Produce the full set of records below once more, exactly as they stand.

SUPPLIED DATA:
****

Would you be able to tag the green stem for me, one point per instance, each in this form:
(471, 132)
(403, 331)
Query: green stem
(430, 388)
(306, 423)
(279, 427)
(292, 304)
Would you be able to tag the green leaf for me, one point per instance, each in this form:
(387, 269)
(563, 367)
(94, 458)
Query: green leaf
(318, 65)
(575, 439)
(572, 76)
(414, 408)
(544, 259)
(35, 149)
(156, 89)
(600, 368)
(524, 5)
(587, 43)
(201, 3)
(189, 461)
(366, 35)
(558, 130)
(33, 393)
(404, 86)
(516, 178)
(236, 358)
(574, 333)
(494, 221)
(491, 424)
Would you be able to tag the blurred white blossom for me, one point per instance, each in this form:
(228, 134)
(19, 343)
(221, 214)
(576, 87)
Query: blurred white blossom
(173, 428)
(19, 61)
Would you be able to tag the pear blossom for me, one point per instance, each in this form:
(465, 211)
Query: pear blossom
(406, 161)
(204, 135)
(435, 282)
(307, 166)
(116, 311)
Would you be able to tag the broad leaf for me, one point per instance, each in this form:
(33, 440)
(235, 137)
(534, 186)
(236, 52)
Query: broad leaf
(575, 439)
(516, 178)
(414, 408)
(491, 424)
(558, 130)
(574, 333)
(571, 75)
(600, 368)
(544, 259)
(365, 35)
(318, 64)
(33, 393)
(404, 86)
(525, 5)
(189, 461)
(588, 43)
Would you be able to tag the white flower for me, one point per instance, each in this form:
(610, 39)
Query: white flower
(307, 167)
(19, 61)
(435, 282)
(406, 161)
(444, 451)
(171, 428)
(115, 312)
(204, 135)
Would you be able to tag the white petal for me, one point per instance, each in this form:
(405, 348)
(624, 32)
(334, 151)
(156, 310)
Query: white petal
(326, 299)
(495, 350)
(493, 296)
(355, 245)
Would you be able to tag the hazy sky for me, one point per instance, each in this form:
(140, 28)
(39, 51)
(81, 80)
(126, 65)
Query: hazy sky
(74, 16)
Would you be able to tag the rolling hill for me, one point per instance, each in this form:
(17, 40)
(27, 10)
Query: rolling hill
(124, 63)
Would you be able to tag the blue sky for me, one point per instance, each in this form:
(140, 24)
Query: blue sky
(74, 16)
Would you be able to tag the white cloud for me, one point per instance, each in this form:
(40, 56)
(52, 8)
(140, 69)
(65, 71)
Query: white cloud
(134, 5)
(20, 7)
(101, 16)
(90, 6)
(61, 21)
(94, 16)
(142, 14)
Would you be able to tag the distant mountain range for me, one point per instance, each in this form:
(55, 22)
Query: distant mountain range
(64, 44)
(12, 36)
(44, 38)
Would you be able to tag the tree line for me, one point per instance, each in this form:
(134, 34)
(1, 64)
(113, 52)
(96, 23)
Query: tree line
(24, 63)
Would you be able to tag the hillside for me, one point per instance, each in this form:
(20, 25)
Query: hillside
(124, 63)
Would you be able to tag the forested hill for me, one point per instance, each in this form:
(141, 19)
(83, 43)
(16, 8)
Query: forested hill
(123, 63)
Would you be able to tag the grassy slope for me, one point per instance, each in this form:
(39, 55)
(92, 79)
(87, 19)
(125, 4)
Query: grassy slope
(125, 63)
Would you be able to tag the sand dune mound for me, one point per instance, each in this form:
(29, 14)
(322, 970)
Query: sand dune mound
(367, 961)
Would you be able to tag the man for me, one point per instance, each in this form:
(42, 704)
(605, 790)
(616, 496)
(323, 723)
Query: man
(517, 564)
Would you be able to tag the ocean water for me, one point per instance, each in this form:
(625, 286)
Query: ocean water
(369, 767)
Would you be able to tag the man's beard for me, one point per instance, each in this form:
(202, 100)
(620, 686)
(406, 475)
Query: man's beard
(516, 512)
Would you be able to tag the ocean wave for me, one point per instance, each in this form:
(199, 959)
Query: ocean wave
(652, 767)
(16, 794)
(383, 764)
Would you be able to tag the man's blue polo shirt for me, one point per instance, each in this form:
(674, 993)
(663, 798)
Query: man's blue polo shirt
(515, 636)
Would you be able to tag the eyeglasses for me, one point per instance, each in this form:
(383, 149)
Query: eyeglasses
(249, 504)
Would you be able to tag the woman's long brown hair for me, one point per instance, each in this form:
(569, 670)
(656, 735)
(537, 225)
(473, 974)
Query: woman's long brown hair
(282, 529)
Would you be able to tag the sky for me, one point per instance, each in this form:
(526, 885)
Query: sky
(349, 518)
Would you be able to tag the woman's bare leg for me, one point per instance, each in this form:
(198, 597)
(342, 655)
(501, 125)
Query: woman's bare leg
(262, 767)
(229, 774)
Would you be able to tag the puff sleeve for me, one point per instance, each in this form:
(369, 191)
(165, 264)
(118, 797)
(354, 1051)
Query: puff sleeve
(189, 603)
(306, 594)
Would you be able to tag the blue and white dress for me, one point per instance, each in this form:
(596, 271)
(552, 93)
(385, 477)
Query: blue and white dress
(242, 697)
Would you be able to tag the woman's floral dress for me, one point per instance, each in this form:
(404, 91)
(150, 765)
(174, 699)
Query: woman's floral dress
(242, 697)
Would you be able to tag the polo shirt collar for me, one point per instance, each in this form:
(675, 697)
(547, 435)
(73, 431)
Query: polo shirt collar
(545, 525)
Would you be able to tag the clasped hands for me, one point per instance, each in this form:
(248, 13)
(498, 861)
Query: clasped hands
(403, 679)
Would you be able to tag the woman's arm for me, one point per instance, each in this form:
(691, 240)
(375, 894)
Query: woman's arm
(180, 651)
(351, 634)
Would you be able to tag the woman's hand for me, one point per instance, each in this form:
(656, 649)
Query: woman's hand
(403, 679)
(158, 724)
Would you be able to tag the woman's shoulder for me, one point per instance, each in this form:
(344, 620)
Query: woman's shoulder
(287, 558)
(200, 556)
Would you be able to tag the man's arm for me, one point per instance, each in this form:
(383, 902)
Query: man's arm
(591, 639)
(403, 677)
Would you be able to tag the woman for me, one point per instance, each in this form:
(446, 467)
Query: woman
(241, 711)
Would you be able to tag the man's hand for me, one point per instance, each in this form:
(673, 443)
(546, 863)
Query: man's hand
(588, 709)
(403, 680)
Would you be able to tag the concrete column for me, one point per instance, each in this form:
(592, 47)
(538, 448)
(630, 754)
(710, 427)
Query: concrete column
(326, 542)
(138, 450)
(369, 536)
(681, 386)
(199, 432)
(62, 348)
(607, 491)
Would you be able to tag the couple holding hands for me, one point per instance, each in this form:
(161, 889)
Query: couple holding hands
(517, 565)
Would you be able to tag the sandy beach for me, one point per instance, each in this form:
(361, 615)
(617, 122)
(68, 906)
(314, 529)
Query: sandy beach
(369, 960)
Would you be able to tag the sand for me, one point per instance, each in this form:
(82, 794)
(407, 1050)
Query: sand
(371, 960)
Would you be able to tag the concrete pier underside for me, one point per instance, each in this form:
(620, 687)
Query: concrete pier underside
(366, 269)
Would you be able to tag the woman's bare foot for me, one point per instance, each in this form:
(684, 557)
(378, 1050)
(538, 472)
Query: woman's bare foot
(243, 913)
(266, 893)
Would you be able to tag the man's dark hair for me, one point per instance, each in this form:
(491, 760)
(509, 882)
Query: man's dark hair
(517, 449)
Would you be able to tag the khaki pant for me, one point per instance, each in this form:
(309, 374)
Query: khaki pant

****

RESPONSE TO THE TASK:
Would you be able to tag the green stem for me, one point per instance, each in this form:
(471, 132)
(403, 331)
Query: green stem
(430, 388)
(306, 423)
(279, 427)
(292, 304)
Would you be able to tag the green leaf for me, one point per instance, each in this form:
(387, 269)
(563, 367)
(94, 458)
Query: green leaf
(318, 65)
(575, 439)
(572, 76)
(414, 408)
(544, 259)
(35, 149)
(156, 89)
(600, 368)
(524, 5)
(587, 43)
(201, 3)
(189, 461)
(366, 35)
(558, 130)
(33, 393)
(404, 86)
(516, 178)
(236, 358)
(574, 333)
(494, 221)
(491, 424)
Would you be able to tag the blurred white blossom for me, one point per instance, each in this form:
(228, 134)
(19, 343)
(221, 214)
(576, 87)
Query: blurred white blossom
(173, 428)
(19, 61)
Would you be able to tag the pear blossom for me, one point per instance, each in this form:
(465, 211)
Query: pear blossom
(406, 161)
(204, 135)
(435, 282)
(307, 166)
(116, 311)
Would you be able to tag the broad leaf for me, one point per instance, each in this form:
(33, 440)
(235, 137)
(534, 186)
(236, 52)
Query: broad leaf
(575, 439)
(516, 178)
(414, 408)
(491, 424)
(558, 130)
(574, 333)
(571, 75)
(600, 368)
(544, 259)
(365, 35)
(318, 64)
(33, 393)
(404, 86)
(525, 5)
(189, 461)
(588, 43)
Would you be able to tag the white flower for me, one point per instance, each in this form:
(610, 39)
Query: white flower
(307, 167)
(19, 61)
(435, 282)
(406, 161)
(444, 451)
(171, 428)
(115, 312)
(204, 135)
Would you be able to tag the white petal for me, one point per instance, each in this form:
(405, 348)
(624, 32)
(334, 151)
(156, 310)
Query: white petal
(326, 299)
(495, 350)
(493, 296)
(355, 245)
Would you be able to tag the hazy sky for me, one point per instance, each in this form:
(140, 28)
(39, 51)
(81, 80)
(126, 65)
Query: hazy sky
(74, 16)
Would you be able to tag the rolling hill for me, one point per instance, each in this form:
(17, 40)
(27, 10)
Query: rolling hill
(124, 63)
Would you be able to tag the blue sky for me, one point per instance, each in this form:
(140, 24)
Query: blue sky
(74, 16)
Would you be able to tag the white cloud for me, one point per instance, each in this form:
(40, 56)
(52, 8)
(140, 69)
(65, 71)
Query: white cloud
(134, 5)
(20, 7)
(101, 16)
(90, 6)
(61, 21)
(94, 16)
(142, 14)
Would you be able to tag the distant mountain range for me, one point per instance, each in this form:
(55, 22)
Query: distant mountain range
(64, 44)
(12, 36)
(44, 38)
Would you be able to tag the tree line for me, one point per instance, each in this form:
(134, 34)
(1, 64)
(113, 52)
(96, 23)
Query: tree line
(24, 63)
Would you be able to tag the hillside for me, one point per instance, each in this form:
(20, 25)
Query: hillside
(124, 63)
Would you be able to tag the forested hill for me, one point per instance, each in this form:
(141, 19)
(83, 43)
(16, 8)
Query: forested hill
(123, 63)
Would you be able to tag the grassy slope for me, one point per instance, each in this form:
(39, 55)
(92, 79)
(87, 19)
(125, 4)
Query: grassy slope
(125, 63)
Would you be able to tag the sand dune mound for me, one point per instance, each in this form:
(29, 14)
(322, 970)
Query: sand dune mound
(367, 961)
Would you be able to tag the man for me, one point per instance, each in this form:
(42, 704)
(605, 790)
(616, 496)
(323, 723)
Query: man
(517, 564)
Would you be able to tag the ocean water for me, one point per instance, each in this form:
(625, 286)
Query: ocean water
(369, 767)
Would you be able to tag the man's beard for me, one point per instance, each in this form:
(202, 100)
(620, 686)
(406, 475)
Query: man's beard
(516, 512)
Would you be able to tag the ocean wave for me, one point per instance, each in this form:
(199, 959)
Query: ocean wave
(652, 767)
(16, 794)
(383, 764)
Would you be able to tag the man's blue polo shirt for me, one point per instance, each in this form:
(674, 993)
(663, 798)
Query: man's blue polo shirt
(515, 636)
Would you be able to tag the eyeglasses for me, one point per instance, each in this form:
(383, 149)
Query: eyeglasses
(249, 504)
Would you be able to tag the woman's long brown hair for me, one point per instance, each in this form:
(569, 670)
(656, 735)
(537, 225)
(473, 974)
Query: woman's long brown hair
(282, 529)
Would you be able to tag the sky for me, one point per instance, each in this form:
(526, 885)
Query: sky
(349, 518)
Would you be able to tag the woman's bare leg for me, one point per instance, each in this form:
(198, 597)
(342, 655)
(501, 125)
Query: woman's bare leg
(262, 767)
(229, 774)
Would you be able to tag the puff sleeve for me, one point per instance, each in this form:
(369, 191)
(165, 264)
(118, 797)
(354, 1051)
Query: puff sleeve
(189, 603)
(306, 594)
Would you be able to tag the blue and white dress for me, one point per instance, each in this form:
(596, 271)
(552, 93)
(385, 477)
Query: blue and white dress
(242, 697)
Would you be able to tag the woman's floral dress for me, one point per instance, each in this form:
(404, 91)
(150, 765)
(174, 699)
Query: woman's floral dress
(242, 697)
Would you be able to tag the polo shirt collar for me, one point per instance, each in this form:
(675, 697)
(547, 435)
(73, 431)
Query: polo shirt collar
(545, 525)
Would you be able to tag the clasped hands for me, one point per instance, each in this form:
(248, 13)
(498, 861)
Query: clasped hands
(403, 679)
Would you be able to tag the woman's arm for me, one point per instance, each in this form:
(691, 240)
(375, 894)
Query: woman's arm
(180, 651)
(351, 634)
Would you be able to tag the woman's hand for me, one point per instance, each in this form:
(656, 649)
Query: woman's hand
(403, 679)
(158, 724)
Would you be able to tag the woman's shoulder for me, one point per instance, each in this form:
(344, 620)
Query: woman's shoulder
(287, 558)
(200, 556)
Would you be able to tag the man's arm for me, one point per instance, each in this form:
(383, 902)
Query: man's arm
(591, 639)
(403, 677)
Would you be able to tag the woman for me, one point per instance, each in this form:
(446, 467)
Query: woman
(241, 711)
Would you be able to tag the man's hand for me, one point per instance, each in this form:
(673, 443)
(546, 863)
Query: man's hand
(588, 709)
(403, 680)
Would you be able to tag the concrete column for me, one point per instance, each in this form:
(592, 47)
(538, 448)
(630, 754)
(710, 427)
Query: concrete column
(326, 542)
(138, 450)
(369, 536)
(681, 386)
(199, 432)
(62, 348)
(607, 491)
Would you be able to tag the couple holding hands for me, one point per instance, each in this form:
(161, 889)
Query: couple holding hands
(517, 565)
Would you be able to tag the sandy beach for me, one point per instance, each in this form:
(361, 615)
(617, 122)
(68, 906)
(314, 529)
Query: sandy beach
(369, 960)
Would you be able to tag the sand for me, one point per instance, each in this form:
(82, 794)
(407, 1050)
Query: sand
(371, 960)
Would you be able to tag the concrete pier underside for me, one point per instance, each in this form:
(620, 687)
Query: concrete pier underside
(366, 269)
Would you be able to tag the woman's bare foot for me, one point per instance, each in this form:
(684, 557)
(378, 1050)
(538, 472)
Query: woman's bare foot
(243, 913)
(266, 893)
Would you be able to tag the man's dark hair for me, one point per instance, each in this form:
(491, 760)
(509, 882)
Query: man's dark hair
(517, 449)
Would you be able to tag the khaki pant for me, one point per instance, each in this form:
(309, 374)
Query: khaki pant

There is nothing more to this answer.